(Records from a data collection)
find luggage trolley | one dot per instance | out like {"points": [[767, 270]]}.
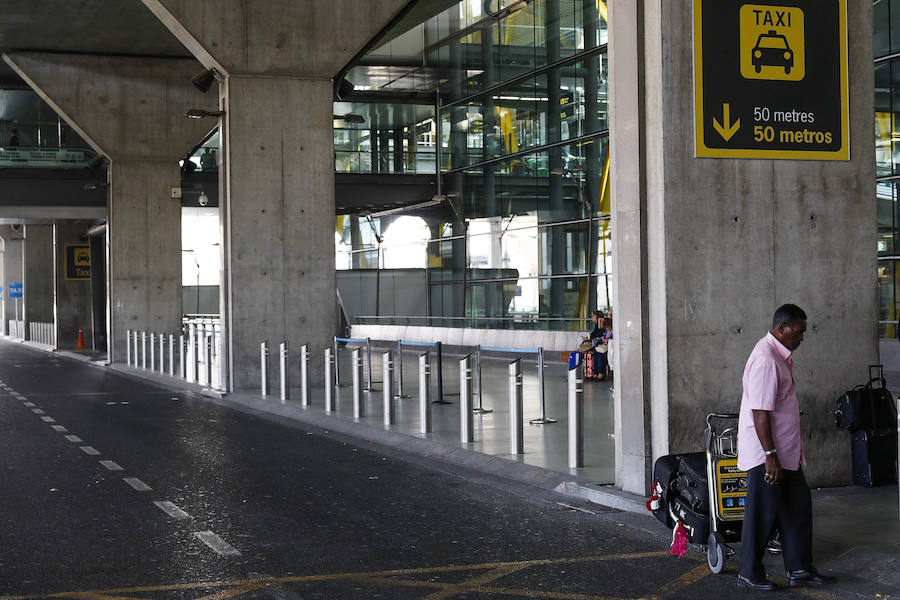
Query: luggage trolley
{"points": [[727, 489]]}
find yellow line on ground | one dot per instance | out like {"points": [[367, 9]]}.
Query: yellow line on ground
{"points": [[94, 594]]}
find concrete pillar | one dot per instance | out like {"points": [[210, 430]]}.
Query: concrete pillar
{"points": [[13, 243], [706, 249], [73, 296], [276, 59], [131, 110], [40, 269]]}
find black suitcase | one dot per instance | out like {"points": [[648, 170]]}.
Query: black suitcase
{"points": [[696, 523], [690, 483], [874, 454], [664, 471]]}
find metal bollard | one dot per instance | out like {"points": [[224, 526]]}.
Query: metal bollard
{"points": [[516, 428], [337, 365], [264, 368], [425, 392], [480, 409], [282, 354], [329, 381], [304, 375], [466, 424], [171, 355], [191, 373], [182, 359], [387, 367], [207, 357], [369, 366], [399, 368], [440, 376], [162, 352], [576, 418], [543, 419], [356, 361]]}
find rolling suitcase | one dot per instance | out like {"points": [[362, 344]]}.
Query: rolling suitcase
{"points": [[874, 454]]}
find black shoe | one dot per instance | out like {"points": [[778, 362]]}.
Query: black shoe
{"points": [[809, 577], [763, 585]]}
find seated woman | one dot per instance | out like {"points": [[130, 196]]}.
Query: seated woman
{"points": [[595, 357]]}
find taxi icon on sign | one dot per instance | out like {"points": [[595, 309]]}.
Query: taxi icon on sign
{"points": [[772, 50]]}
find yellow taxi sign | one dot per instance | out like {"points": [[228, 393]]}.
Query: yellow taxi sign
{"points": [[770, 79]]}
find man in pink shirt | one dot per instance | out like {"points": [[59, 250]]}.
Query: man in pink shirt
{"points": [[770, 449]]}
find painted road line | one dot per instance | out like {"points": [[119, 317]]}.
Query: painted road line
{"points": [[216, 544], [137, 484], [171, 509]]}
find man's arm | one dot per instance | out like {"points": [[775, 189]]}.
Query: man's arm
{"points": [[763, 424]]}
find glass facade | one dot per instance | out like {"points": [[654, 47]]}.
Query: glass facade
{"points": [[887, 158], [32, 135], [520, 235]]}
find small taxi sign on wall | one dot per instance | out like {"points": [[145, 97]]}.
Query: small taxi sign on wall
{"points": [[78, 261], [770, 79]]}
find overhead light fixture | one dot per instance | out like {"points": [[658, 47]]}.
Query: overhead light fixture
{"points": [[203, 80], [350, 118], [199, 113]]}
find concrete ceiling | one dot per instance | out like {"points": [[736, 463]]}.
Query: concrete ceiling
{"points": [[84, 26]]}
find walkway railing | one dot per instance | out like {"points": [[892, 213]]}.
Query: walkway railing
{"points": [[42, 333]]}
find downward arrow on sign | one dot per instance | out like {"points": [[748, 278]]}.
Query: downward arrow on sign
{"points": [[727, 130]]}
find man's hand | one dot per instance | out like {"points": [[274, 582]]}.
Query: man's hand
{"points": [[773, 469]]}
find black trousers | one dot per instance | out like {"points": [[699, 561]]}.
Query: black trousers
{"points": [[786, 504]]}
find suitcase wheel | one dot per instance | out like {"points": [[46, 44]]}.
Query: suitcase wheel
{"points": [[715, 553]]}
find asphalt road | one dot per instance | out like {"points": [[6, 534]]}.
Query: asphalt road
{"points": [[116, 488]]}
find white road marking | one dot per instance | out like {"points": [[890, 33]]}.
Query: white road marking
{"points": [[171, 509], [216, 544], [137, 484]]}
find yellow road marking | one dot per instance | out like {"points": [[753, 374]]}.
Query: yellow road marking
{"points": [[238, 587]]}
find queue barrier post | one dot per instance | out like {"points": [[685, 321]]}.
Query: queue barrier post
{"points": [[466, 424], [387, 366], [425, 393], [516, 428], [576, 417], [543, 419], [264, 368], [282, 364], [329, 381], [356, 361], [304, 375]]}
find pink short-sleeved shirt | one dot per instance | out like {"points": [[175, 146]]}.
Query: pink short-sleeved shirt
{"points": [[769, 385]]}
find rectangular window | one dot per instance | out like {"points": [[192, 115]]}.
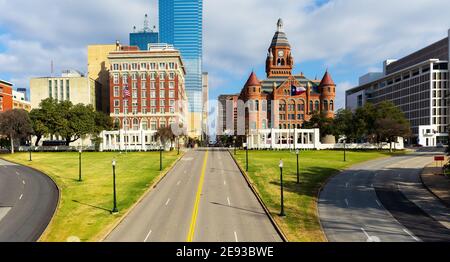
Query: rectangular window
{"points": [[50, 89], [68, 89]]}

--

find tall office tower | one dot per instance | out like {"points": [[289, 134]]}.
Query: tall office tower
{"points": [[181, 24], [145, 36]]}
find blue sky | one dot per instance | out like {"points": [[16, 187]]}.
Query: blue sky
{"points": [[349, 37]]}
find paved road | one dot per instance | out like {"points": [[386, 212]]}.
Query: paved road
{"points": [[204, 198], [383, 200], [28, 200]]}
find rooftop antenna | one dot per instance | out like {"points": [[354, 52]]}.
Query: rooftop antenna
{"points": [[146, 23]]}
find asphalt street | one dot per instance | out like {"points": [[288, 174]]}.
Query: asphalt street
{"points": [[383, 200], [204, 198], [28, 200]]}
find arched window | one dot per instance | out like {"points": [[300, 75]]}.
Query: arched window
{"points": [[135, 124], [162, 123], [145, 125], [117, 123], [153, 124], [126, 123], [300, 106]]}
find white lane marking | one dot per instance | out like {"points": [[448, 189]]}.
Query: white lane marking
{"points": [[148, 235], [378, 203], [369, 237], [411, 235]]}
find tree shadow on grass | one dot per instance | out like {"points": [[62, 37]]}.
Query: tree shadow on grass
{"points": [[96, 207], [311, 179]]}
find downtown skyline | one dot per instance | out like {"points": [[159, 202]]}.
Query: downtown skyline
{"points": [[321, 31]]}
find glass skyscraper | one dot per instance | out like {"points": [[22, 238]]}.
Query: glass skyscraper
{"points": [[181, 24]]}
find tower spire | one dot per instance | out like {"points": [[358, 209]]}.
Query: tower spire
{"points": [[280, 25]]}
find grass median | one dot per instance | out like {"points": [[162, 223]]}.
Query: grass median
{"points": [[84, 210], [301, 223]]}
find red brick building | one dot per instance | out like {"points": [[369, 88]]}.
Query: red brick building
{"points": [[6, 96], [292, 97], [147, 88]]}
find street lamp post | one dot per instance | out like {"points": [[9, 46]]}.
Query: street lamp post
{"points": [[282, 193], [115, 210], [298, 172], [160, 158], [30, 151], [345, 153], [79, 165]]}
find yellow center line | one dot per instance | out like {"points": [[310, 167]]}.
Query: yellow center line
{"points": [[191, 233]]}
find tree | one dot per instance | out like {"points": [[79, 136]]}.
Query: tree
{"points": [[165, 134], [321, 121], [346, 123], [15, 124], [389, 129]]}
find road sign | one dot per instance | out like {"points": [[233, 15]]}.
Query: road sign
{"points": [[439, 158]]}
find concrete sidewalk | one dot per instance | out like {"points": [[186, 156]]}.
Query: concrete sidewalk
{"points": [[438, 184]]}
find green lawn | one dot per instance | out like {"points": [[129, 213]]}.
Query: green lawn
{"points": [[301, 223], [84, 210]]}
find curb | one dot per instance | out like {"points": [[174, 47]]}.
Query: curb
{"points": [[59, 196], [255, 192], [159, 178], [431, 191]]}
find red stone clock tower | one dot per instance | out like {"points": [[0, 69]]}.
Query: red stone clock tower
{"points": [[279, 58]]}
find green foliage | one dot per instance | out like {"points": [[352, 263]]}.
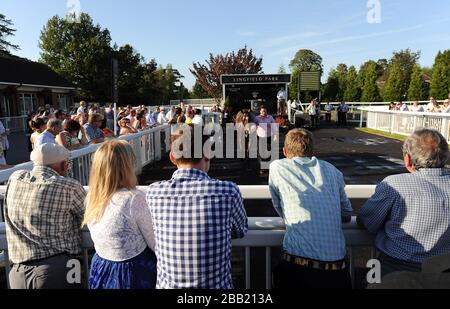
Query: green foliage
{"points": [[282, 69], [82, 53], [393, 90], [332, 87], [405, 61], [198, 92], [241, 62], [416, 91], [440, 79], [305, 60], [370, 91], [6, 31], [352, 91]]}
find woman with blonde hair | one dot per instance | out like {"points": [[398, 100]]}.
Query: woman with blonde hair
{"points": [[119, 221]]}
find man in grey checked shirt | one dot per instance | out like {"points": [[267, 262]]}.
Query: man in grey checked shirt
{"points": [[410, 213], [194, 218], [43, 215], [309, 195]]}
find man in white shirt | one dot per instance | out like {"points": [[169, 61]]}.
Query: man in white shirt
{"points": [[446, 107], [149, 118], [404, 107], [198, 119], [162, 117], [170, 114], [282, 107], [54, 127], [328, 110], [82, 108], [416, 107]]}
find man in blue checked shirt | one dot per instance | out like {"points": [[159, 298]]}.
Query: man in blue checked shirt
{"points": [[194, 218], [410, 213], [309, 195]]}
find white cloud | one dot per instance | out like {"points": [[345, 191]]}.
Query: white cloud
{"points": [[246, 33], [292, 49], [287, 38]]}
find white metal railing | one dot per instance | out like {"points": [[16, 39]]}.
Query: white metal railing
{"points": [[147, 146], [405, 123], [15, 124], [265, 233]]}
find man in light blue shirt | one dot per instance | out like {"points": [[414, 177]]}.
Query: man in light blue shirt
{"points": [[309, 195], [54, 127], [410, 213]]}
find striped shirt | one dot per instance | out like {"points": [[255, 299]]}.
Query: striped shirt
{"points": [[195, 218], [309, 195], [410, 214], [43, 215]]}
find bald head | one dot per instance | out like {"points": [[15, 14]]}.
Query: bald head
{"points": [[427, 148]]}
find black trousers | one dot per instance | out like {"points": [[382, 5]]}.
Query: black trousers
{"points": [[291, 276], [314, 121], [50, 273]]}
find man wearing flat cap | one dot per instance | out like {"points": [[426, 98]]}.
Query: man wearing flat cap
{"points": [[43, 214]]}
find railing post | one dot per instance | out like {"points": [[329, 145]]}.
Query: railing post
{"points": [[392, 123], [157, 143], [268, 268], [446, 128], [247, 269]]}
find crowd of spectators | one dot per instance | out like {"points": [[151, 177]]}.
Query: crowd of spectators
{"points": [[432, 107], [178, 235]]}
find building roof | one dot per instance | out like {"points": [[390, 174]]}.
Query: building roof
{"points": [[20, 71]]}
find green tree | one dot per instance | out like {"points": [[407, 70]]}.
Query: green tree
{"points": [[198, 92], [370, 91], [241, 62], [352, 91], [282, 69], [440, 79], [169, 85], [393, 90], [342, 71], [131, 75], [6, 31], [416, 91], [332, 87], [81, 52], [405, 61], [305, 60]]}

* * *

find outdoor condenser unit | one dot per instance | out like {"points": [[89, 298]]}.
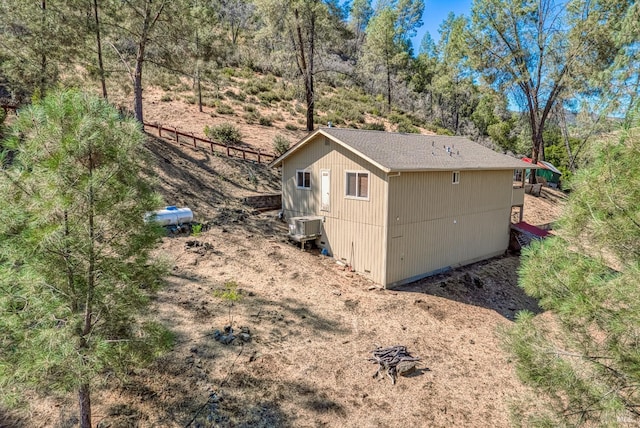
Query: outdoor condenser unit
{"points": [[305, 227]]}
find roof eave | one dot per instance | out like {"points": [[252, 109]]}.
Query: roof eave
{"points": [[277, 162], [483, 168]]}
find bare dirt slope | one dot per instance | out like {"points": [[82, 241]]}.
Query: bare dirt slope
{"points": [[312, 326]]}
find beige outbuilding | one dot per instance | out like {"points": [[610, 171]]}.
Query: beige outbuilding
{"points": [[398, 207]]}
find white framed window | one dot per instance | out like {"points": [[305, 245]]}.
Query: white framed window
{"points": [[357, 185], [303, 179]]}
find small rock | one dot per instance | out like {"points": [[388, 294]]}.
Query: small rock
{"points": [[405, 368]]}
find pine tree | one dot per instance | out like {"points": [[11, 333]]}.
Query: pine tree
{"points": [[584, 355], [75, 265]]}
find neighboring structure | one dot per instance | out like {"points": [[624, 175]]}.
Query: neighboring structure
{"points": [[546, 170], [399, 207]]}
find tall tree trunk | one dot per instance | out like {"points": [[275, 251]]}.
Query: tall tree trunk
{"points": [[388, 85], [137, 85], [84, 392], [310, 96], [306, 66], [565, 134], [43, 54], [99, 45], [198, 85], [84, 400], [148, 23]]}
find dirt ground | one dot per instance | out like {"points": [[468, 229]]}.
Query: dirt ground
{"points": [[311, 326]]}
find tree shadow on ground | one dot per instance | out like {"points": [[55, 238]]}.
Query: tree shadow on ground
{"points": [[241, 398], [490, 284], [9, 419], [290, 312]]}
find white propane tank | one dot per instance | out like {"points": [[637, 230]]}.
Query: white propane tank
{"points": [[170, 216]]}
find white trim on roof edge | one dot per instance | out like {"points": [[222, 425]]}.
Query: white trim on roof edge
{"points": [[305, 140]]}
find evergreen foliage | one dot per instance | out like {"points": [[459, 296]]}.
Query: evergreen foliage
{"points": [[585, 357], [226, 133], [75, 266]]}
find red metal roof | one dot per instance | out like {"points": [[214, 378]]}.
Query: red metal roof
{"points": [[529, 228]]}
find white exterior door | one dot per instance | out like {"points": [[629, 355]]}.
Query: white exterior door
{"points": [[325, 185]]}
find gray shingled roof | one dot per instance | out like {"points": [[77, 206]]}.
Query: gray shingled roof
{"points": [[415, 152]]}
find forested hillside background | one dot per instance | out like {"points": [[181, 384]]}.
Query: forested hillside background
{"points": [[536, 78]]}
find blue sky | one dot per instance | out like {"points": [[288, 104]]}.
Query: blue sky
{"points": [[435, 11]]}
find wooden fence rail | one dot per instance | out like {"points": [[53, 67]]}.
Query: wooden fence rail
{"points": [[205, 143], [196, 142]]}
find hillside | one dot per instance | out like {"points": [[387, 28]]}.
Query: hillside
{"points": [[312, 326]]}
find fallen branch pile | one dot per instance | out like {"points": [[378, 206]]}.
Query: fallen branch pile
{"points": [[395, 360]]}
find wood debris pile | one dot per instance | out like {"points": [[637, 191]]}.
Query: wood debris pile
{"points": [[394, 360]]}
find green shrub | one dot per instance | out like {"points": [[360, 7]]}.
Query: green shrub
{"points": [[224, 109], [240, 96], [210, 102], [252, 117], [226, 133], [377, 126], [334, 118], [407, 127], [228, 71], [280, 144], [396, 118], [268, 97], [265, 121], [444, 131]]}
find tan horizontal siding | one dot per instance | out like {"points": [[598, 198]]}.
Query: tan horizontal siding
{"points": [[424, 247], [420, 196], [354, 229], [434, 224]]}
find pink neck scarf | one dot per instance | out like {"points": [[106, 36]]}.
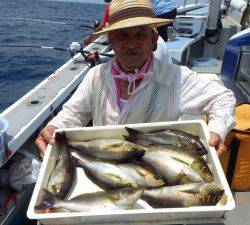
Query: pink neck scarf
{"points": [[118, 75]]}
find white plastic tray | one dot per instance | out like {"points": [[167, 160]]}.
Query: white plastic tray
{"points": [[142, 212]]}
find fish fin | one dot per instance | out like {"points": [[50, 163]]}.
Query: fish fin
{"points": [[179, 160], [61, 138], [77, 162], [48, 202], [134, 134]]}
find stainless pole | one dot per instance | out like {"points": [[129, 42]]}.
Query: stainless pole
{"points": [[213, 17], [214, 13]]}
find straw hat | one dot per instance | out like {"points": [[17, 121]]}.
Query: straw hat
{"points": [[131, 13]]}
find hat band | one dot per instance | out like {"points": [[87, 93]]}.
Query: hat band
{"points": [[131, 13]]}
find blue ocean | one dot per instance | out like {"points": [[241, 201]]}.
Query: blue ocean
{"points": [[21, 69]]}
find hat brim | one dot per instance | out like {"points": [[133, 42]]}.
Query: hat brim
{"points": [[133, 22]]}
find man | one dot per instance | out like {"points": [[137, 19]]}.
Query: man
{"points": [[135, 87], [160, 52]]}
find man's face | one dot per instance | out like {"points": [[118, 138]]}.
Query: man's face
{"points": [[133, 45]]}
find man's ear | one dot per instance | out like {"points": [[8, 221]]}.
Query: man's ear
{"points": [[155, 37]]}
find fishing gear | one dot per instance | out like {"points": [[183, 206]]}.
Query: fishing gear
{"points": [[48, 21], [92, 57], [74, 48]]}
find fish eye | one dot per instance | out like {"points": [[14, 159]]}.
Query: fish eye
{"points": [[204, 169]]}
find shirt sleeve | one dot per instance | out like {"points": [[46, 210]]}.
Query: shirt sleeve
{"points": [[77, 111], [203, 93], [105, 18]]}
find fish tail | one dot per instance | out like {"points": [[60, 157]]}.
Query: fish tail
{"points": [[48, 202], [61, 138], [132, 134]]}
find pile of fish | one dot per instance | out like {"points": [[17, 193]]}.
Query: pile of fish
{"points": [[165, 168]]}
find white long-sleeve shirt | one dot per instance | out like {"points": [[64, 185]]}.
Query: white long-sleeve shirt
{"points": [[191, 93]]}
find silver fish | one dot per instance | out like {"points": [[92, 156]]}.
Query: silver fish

__EXERCISE GOAL__
Show every line of the entries that contains the word "lane", copying each line in full.

__WRITTEN RESPONSE__
find white lane marking | one dot per instance | out like {"points": [[448, 189]]}.
Query: white lane marking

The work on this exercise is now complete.